(Extract provided):
BEGIN

Yes, I am a sick man and, yes, I probably have a problem.
I’m in the process of making my calendar for next year. I make my own because 1) I’m picky and 2) it’s more fun than doing real work but leaves me with the impression I’ve actually been working.
During university I had a bad habit of forgetting assignments and meetings and accidentally double booking events. To try to cure myself of this, for many years I tried to use calendars of various sorts. I remember Kansas State University used to publish a school year calendar that may (or may not) have been nicknamed “the Annual” which, I’ll grant you, is a bit like naming it the “school year calendar thingee”. It was a spiral-bound book with one week on two pages. Every year I tried using it but after a month or so abandoned it.
The “school year calendar thingee” had two fatal flaws: 1) spiral-bound and 2) the school itself hogged the days. Basically, the school pre-filled important events, including sports, and it was common for at least one day a week to be completely full before I’d had a chance to enter my information.
I then went through a series of calendars of various sizes but all of them had at least one fatal flaw and I never found them particularly useful.
Then, after I came to Japan, the JET Programmed gave us some small planners that had a full week on each page and included lots of useful information such as medical terms and basic legal advice–which could be summed up as “don’t be stupid” and “Even if you are stupid don’t do stupid stuff”.
I used that planner a lot and, to this day, still kind of miss it.
Eventually I realized I needed a monthly overview and a weekly schedule. This led to me making my own monthly calendars and, eventually, my own bible-sized inserts for a Filofax. (Yes, I actually made them from scratch. I wasted time to make time. Something like that.)
Making my own let me add birthdays and pictures of the family.
My unoriginal cover decoration as to put various versions of “Front” and “Back” on them.
Eventually I even abandoned those. My new planner is a system that involves an electronic calendar on my computer (and which I hopefully will be able to sync to my phone) and a 12 days per page paper calendar that covers the entire year. The 12 days format lets me see what’s coming, but still leaves me room to write.
I’ll probably abandon that in a couple years, too. It’s already in its second incarnation.

END

(Requirement 1):
According to the post on calendars, how many days per page does the writer's current paper calendar show?
(Requirement 2):
List, in order, each calendar or planner that the post on calendars says the writer used or made.
(Requirement 3):
Reproduce the part of the post on calendars that begins at the words "During university I" and stops after "enter my information.".

(Source information):

BEGIN

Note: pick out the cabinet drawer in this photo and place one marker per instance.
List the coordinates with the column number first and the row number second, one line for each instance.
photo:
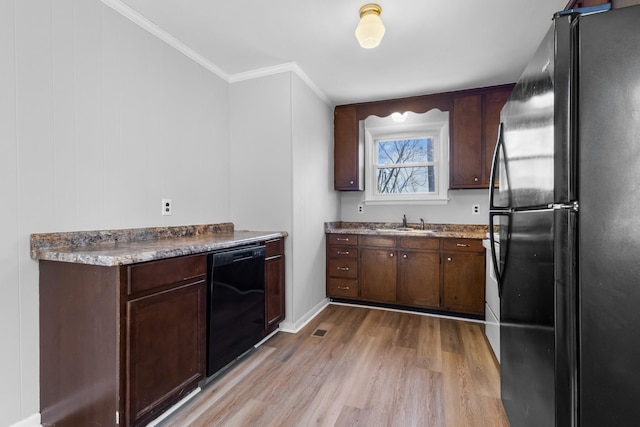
column 419, row 243
column 342, row 239
column 342, row 252
column 342, row 288
column 469, row 245
column 274, row 247
column 378, row 241
column 346, row 268
column 154, row 274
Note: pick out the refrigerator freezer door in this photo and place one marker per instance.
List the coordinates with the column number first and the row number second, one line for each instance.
column 526, row 159
column 527, row 320
column 609, row 218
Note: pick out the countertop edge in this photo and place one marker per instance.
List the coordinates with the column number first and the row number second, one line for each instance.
column 124, row 253
column 458, row 231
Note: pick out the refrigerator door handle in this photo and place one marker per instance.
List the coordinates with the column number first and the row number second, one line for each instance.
column 503, row 250
column 494, row 168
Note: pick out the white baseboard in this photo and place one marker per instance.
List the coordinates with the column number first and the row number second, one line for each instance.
column 295, row 327
column 174, row 408
column 32, row 421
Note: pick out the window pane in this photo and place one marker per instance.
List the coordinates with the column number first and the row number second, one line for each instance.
column 405, row 151
column 407, row 180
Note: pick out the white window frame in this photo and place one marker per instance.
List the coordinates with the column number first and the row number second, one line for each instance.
column 438, row 131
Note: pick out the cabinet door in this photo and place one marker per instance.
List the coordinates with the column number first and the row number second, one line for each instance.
column 378, row 268
column 274, row 278
column 466, row 142
column 165, row 355
column 494, row 101
column 464, row 275
column 346, row 150
column 419, row 279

END

(Exercise answer 1):
It shows 12 days per page.

(Exercise answer 2):
1. The Kansas State University school year calendar (possibly nicknamed "the Annual")
2. A series of calendars of various sizes
3. The small JET Programme planners with a full week on each page
4. Homemade monthly calendars
5. Homemade bible-sized inserts for a Filofax
6. An electronic calendar on the computer
7. A paper calendar with 12 days per page covering the entire year

(Exercise answer 3):
During university I had a bad habit of forgetting assignments and meetings and accidentally double booking events. To try to cure myself of this, for many years I tried to use calendars of various sorts. I remember Kansas State University used to publish a school year calendar that may (or may not) have been nicknamed “the Annual” which, I’ll grant you, is a bit like naming it the “school year calendar thingee”. It was a spiral-bound book with one week on two pages. Every year I tried using it but after a month or so abandoned it.
The “school year calendar thingee” had two fatal flaws: 1) spiral-bound and 2) the school itself hogged the days. Basically, the school pre-filled important events, including sports, and it was common for at least one day a week to be completely full before I’d had a chance to enter my information.